** begin Source **

COMDEM: a program to combine multiple-domain averaged
and expanded maps in order to calculate and set the
background density level.
MAPMAN: a map-manipulation program. It combines the
functionality of several older, stand-alone programs
(mappage, bones, swapbytes, format conversion) and
adds other functions (peak-picking, map normalisation,
map combination, map statistics, etc.). It is used
to convert CCP4 maps into a format suitable for O,
and to convert maps into masks or the other way around.
RAVE is, in our opinion, easy to use, non-arcane and
conceptually simple: there are no skewing operators;
except for spacegroup symmetry, all operators are in
Cartesian space; there is no limit on the number of
crystal forms that can be averaged; there is no dummy
P1 cell in multiple-crystal averaging; the programs
are spacegroup-general; there is always only one mask
(even in multiple-crystal averaging, though not in
multiple-domain averaging, where there is one mask
per domain); proper and improper symmetry are usually
treated in the same way (namely, as improper symmetry);
generation, manipulation and improvement of masks is
simple. The fact that RAVE is interfaced with O and
CCP4 is another forte. There are example Unix C-shell
scripts available for running the programs, as well
as full documentation for all programs and a complete
worked example cum tutorial (including all files needed
to re-work the example). In its first year, RAVE has
already been successfully used for tracing and/or rebuilding
a few dozen structures (including one based on electron
microscopy data), the results of which are expected
to start make their way into the literature this year.

** end Source **
** begin Entries **

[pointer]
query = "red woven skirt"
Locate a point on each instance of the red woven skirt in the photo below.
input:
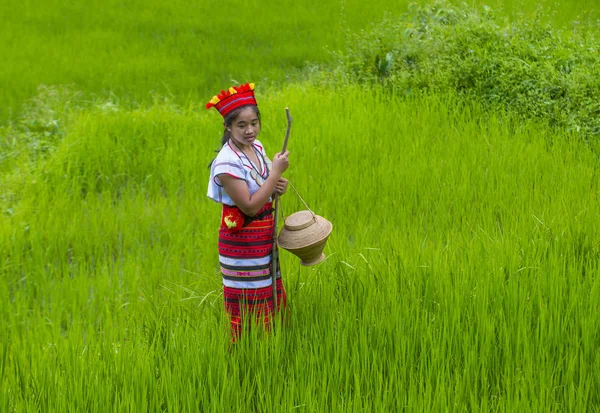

** end Entries **
** begin Entries **

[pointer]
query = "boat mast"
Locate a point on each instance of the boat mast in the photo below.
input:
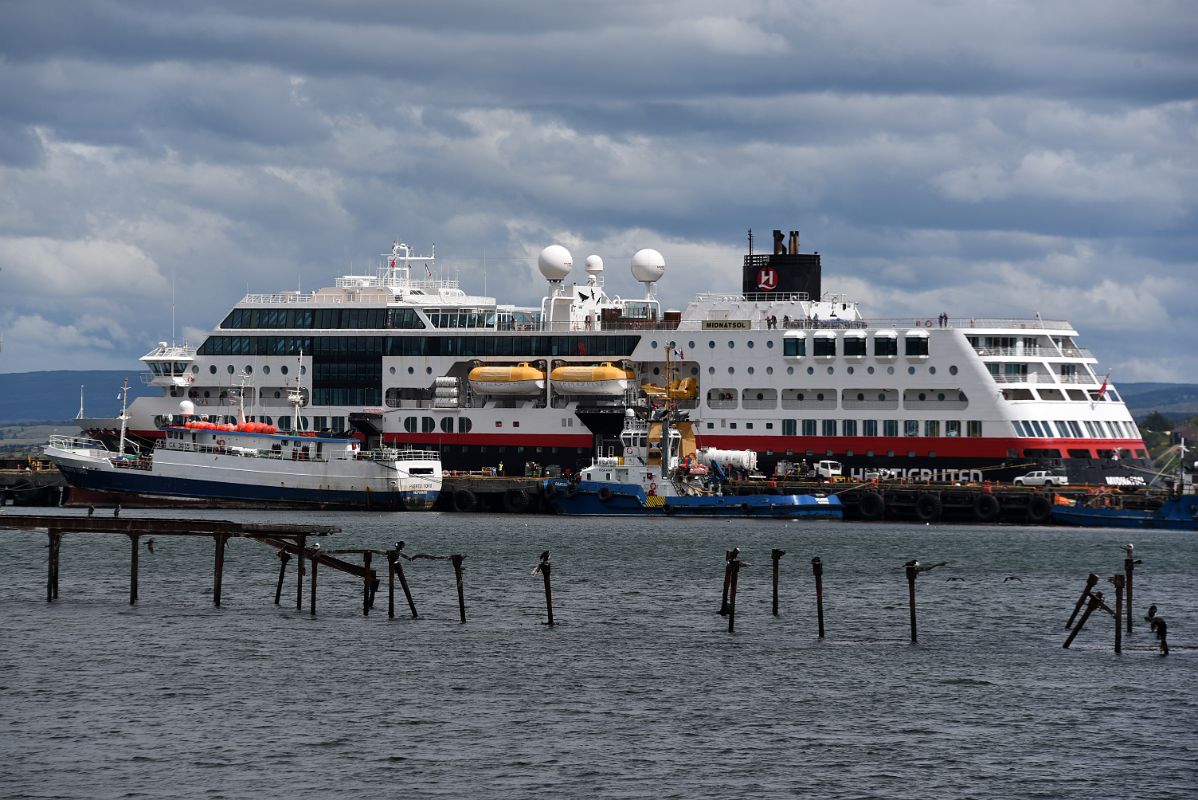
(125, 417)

** end Entries **
** begin Entries **

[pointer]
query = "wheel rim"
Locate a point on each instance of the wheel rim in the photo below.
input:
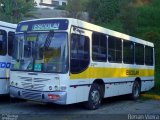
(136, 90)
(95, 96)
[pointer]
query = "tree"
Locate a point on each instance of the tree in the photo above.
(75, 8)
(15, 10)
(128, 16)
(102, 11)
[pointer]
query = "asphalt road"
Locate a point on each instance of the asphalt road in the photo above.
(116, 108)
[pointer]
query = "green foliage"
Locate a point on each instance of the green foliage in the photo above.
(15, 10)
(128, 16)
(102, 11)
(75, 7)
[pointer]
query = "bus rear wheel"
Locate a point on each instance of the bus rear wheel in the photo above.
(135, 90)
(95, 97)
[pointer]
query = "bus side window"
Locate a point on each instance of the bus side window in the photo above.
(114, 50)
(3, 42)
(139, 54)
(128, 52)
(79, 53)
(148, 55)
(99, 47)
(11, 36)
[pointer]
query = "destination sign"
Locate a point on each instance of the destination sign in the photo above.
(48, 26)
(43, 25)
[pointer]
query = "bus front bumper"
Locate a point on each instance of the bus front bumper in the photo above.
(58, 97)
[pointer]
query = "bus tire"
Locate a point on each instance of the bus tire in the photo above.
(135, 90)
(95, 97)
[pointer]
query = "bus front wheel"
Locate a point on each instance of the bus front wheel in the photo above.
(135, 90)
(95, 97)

** end Entries **

**The exercise**
Copy the passage on the RAVE programs starting at "MAPMAN: a map-manipulation" and ending at "other way around.", switching "peak-picking" to "peak searching".

**Solution**
MAPMAN: a map-manipulation program. It combines the
functionality of several older, stand-alone programs
(mappage, bones, swapbytes, format conversion) and
adds other functions (peak searching, map normalisation,
map combination, map statistics, etc.). It is used
to convert CCP4 maps into a format suitable for O,
and to convert maps into masks or the other way around.